Point localization data
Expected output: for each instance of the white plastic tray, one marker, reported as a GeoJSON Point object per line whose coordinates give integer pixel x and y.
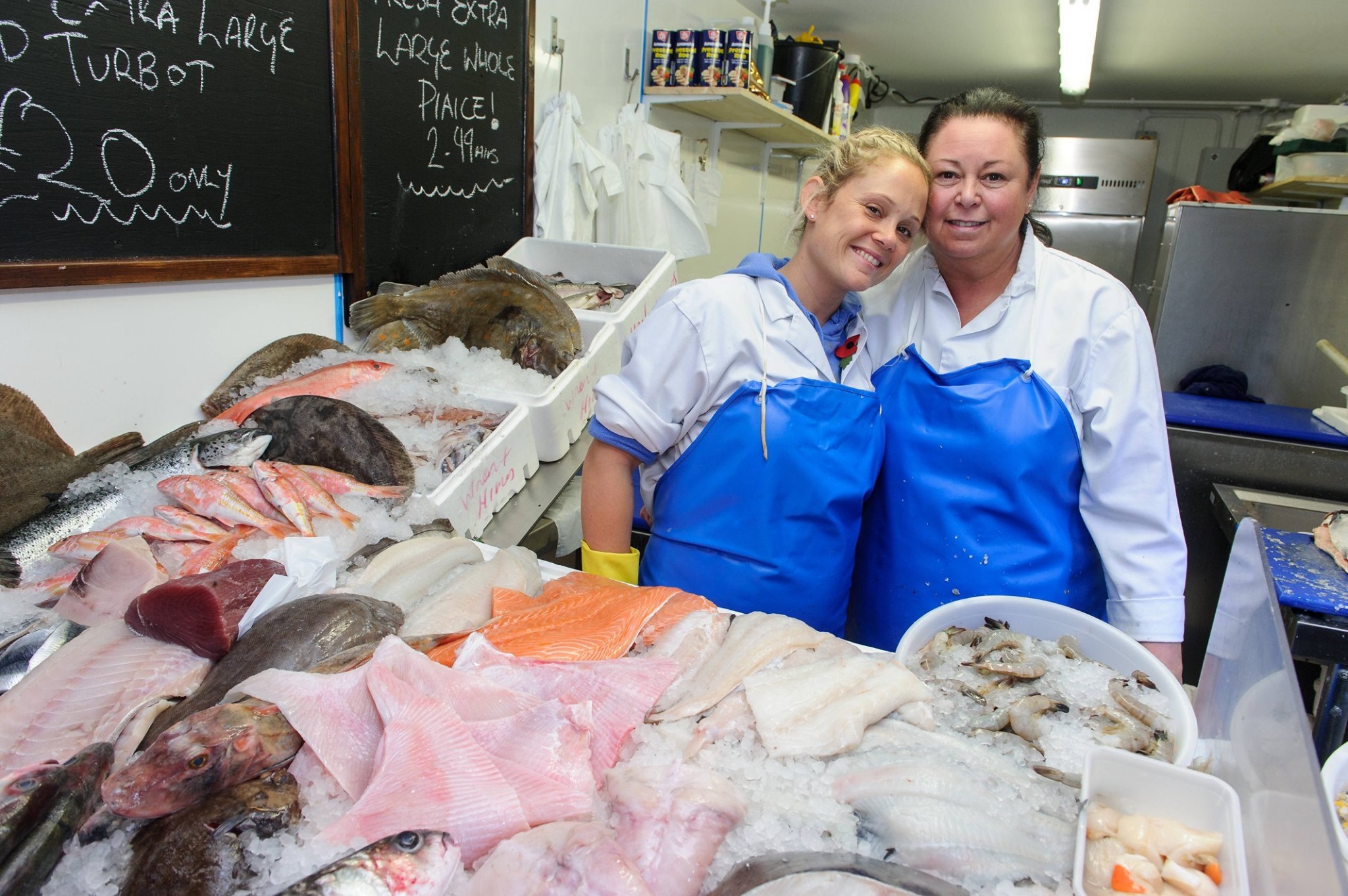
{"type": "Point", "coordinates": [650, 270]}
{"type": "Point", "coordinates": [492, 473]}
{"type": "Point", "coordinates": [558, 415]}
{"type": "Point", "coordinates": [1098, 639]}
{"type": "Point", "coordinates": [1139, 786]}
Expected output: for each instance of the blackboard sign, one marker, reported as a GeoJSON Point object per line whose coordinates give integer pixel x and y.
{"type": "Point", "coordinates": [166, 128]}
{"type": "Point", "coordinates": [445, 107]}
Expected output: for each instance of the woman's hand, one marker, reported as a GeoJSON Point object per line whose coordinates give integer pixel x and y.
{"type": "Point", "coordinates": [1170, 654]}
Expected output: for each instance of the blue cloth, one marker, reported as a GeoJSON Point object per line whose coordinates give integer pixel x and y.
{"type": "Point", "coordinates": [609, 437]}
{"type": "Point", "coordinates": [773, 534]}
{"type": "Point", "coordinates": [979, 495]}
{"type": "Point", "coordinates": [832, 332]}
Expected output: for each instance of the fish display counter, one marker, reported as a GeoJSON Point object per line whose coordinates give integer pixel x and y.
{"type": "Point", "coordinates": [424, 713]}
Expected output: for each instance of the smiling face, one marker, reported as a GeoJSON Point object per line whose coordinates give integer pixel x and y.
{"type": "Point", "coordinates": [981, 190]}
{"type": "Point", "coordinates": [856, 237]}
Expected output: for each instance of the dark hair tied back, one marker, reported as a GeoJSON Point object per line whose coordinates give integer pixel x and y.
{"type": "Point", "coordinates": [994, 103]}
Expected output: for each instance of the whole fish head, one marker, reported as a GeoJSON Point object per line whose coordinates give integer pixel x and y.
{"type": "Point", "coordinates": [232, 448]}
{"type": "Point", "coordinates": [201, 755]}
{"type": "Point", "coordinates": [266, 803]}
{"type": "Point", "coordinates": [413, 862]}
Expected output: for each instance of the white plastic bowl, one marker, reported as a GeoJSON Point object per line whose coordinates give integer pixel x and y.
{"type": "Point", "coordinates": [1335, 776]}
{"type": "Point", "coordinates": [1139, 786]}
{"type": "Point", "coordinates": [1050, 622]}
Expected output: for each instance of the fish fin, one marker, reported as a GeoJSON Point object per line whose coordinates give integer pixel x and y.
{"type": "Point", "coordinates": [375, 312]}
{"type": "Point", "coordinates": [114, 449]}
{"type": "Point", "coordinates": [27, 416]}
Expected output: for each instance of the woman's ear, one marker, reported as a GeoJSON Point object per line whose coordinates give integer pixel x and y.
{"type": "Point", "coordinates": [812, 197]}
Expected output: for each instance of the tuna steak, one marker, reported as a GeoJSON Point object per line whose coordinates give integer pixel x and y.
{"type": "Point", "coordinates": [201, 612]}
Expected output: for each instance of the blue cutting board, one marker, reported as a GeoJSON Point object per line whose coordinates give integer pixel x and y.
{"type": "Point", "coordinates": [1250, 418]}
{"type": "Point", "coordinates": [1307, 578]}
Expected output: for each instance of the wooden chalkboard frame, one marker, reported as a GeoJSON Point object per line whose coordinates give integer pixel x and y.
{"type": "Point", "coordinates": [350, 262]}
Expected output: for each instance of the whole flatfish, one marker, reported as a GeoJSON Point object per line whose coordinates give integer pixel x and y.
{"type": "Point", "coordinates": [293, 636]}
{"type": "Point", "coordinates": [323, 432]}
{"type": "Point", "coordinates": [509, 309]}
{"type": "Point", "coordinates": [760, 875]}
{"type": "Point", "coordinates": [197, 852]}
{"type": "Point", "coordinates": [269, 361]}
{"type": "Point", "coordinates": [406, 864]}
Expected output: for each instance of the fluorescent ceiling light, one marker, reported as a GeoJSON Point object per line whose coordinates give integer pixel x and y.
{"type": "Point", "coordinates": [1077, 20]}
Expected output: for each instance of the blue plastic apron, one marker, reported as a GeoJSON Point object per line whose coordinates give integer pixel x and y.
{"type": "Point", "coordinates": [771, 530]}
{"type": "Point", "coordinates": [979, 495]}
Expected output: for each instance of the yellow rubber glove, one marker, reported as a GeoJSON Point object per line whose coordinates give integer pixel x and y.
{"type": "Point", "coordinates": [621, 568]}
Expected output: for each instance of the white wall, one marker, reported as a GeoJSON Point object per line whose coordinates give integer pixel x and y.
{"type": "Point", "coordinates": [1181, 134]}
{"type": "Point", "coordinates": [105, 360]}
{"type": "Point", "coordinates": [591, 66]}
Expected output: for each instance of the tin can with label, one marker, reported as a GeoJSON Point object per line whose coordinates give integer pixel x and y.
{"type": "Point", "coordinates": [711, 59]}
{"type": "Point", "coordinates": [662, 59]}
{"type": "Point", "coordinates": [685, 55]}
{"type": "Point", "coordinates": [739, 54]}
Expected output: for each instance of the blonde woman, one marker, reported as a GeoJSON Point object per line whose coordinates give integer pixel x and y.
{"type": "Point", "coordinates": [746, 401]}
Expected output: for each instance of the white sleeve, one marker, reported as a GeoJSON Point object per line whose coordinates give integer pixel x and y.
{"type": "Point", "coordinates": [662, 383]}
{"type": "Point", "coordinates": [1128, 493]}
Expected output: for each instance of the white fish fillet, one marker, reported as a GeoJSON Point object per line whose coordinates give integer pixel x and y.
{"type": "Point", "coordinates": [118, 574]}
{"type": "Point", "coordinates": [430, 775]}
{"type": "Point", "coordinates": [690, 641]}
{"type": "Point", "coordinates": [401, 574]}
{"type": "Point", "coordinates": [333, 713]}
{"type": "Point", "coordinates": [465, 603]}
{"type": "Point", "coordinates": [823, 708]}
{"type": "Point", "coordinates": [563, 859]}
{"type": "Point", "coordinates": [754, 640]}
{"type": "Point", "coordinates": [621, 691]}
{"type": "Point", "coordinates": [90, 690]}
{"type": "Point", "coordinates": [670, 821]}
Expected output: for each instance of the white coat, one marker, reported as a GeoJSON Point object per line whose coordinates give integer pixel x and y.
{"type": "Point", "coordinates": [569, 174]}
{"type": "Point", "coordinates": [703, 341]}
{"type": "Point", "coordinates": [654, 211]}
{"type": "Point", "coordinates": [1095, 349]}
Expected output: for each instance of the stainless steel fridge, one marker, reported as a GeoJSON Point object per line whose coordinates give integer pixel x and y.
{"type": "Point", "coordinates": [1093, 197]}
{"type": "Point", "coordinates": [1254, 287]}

INSTRUCTIONS FOR THE TASK
With all pictures omitted, repeat every record above word for word.

RESULT
Expected output: for each instance of the white plastic tray, one marker, reported as a GeoJSON Point object per line whose coordinates give integer pixel x and y.
{"type": "Point", "coordinates": [650, 270]}
{"type": "Point", "coordinates": [492, 473]}
{"type": "Point", "coordinates": [558, 415]}
{"type": "Point", "coordinates": [1098, 639]}
{"type": "Point", "coordinates": [1139, 786]}
Expected output: for each instance of the blackboard sign, one marker, reported as a GeoJSON Point object per line whose coordinates give integer pixel x and y.
{"type": "Point", "coordinates": [166, 128]}
{"type": "Point", "coordinates": [445, 107]}
Expected output: for each instance of the woman's hand, one marker, reported as a GeoJSON Point object per line whose coordinates give integer pixel x and y.
{"type": "Point", "coordinates": [1170, 654]}
Expected output: for each instance of the blue cloth, one marker, reported as a GeoJSON Point object per line whose coordinates give integer pixel x and y.
{"type": "Point", "coordinates": [609, 437]}
{"type": "Point", "coordinates": [773, 534]}
{"type": "Point", "coordinates": [979, 495]}
{"type": "Point", "coordinates": [832, 332]}
Expected output: for each instance of the fish display counter, one marker, reported as a GeoJSON Point object per line whose coordinates give integer pixel x and y.
{"type": "Point", "coordinates": [424, 713]}
Expected output: for each instance of the smiling face, one marker, reported as a GeoJSON Point object per line whose coordinates give integer pixel x and y.
{"type": "Point", "coordinates": [981, 190]}
{"type": "Point", "coordinates": [856, 237]}
Expected output: for each instance of the dark hair tied back, one marker, reported as a GeoJSON Point object per line whose coordinates give integer pixel x and y.
{"type": "Point", "coordinates": [994, 103]}
Expected output: for each instance of the whole fish head, one marker, reported as a GeoJSON Point object per line whose coordinates give integer pixel x and y.
{"type": "Point", "coordinates": [232, 448]}
{"type": "Point", "coordinates": [201, 755]}
{"type": "Point", "coordinates": [266, 803]}
{"type": "Point", "coordinates": [413, 862]}
Expected output: for each instance of the white plastic bowl, one marker, reported as a GeoJSON Point object per line whose coordinates give integer pixel x and y.
{"type": "Point", "coordinates": [1335, 776]}
{"type": "Point", "coordinates": [1139, 786]}
{"type": "Point", "coordinates": [1050, 622]}
Expected output: for each instance of the fish fin, one marker, reported as a GeoJSON Point object per line whose coordinates give integer pixel x and y.
{"type": "Point", "coordinates": [375, 312]}
{"type": "Point", "coordinates": [114, 449]}
{"type": "Point", "coordinates": [27, 416]}
Expected output: for each instance of the woman's ear, one marker, reported as a GeoJSON Point object per line whose coordinates give integer pixel x and y.
{"type": "Point", "coordinates": [812, 197]}
Expected output: for each instance of the tuna steak, one marker, reported as a GeoJSON Point object per line whose coordinates give integer pixel x and y.
{"type": "Point", "coordinates": [201, 612]}
Expected output: for each instance of the blue cutting board, one marker, reported as a GeoJSON Point object per line whose coordinates give integer pixel x and y.
{"type": "Point", "coordinates": [1250, 418]}
{"type": "Point", "coordinates": [1307, 578]}
Expected output: for each instance of the wooden chalkboard frame, one marker, reported as a GeoJSON Point object per line whose coordinates give integer pixel x and y.
{"type": "Point", "coordinates": [350, 262]}
Expected output: for each instance of the whole flatfish, one marker, reported as a GeoJSON Point object per line whose coordinates give integer pixel x and y.
{"type": "Point", "coordinates": [293, 636]}
{"type": "Point", "coordinates": [323, 432]}
{"type": "Point", "coordinates": [509, 309]}
{"type": "Point", "coordinates": [760, 875]}
{"type": "Point", "coordinates": [197, 852]}
{"type": "Point", "coordinates": [269, 361]}
{"type": "Point", "coordinates": [406, 864]}
Expected output: for each instance of the fluorescent ceiling light, one marker, reported as a GeoJSON Point object per line whose coordinates give integer pixel x and y.
{"type": "Point", "coordinates": [1077, 20]}
Expected output: for each instance of the blue plastic apron, one marker, reported as a GeoJSON Point object per line whose coordinates give integer pixel x and y.
{"type": "Point", "coordinates": [771, 530]}
{"type": "Point", "coordinates": [979, 495]}
Expected output: for each instance of the yellow rubber glove, one marker, reported as a GeoJSON Point object per line whose coordinates give integer pixel x and y.
{"type": "Point", "coordinates": [621, 568]}
Expected output: for each instance of the white wall, one marker, reported as a GeoJSON Point object per line whose coordinates give integer pixel x and y.
{"type": "Point", "coordinates": [1181, 134]}
{"type": "Point", "coordinates": [105, 360]}
{"type": "Point", "coordinates": [591, 66]}
Expected output: for each instance of the tin can with label, one marker, reported as a GeoJSON Point object per line whose coordinates give integer pixel x and y.
{"type": "Point", "coordinates": [711, 59]}
{"type": "Point", "coordinates": [662, 59]}
{"type": "Point", "coordinates": [685, 55]}
{"type": "Point", "coordinates": [739, 54]}
Expected output: for each instance of the blonde woman, one marker, reported as a GeoJSON Point object per line whose coordinates give integer pixel x and y.
{"type": "Point", "coordinates": [746, 401]}
Expected output: for each instance of the white sleeve, one marker, reported as a GeoJSON Point object per line whose coordinates give integer pixel x and y.
{"type": "Point", "coordinates": [662, 383]}
{"type": "Point", "coordinates": [1128, 493]}
Expected output: for each instance of the white fish fillet, one marker, reported as a GeoJSON Point object per line whose coordinates give integer pixel x and y.
{"type": "Point", "coordinates": [118, 574]}
{"type": "Point", "coordinates": [430, 775]}
{"type": "Point", "coordinates": [690, 641]}
{"type": "Point", "coordinates": [401, 574]}
{"type": "Point", "coordinates": [333, 713]}
{"type": "Point", "coordinates": [465, 603]}
{"type": "Point", "coordinates": [823, 708]}
{"type": "Point", "coordinates": [563, 859]}
{"type": "Point", "coordinates": [754, 640]}
{"type": "Point", "coordinates": [621, 691]}
{"type": "Point", "coordinates": [90, 690]}
{"type": "Point", "coordinates": [670, 821]}
Expected output: for each instance of the white coat, one marker, reported as a GeoJSON Point object per line whose coordinates give integer pixel x and y.
{"type": "Point", "coordinates": [569, 174]}
{"type": "Point", "coordinates": [703, 341]}
{"type": "Point", "coordinates": [654, 211]}
{"type": "Point", "coordinates": [1095, 349]}
Expected output: for each instance of the stainless steel fridge, one marker, reported as a GeoJSON Point object per line whose coordinates give integer pixel x and y.
{"type": "Point", "coordinates": [1093, 197]}
{"type": "Point", "coordinates": [1254, 287]}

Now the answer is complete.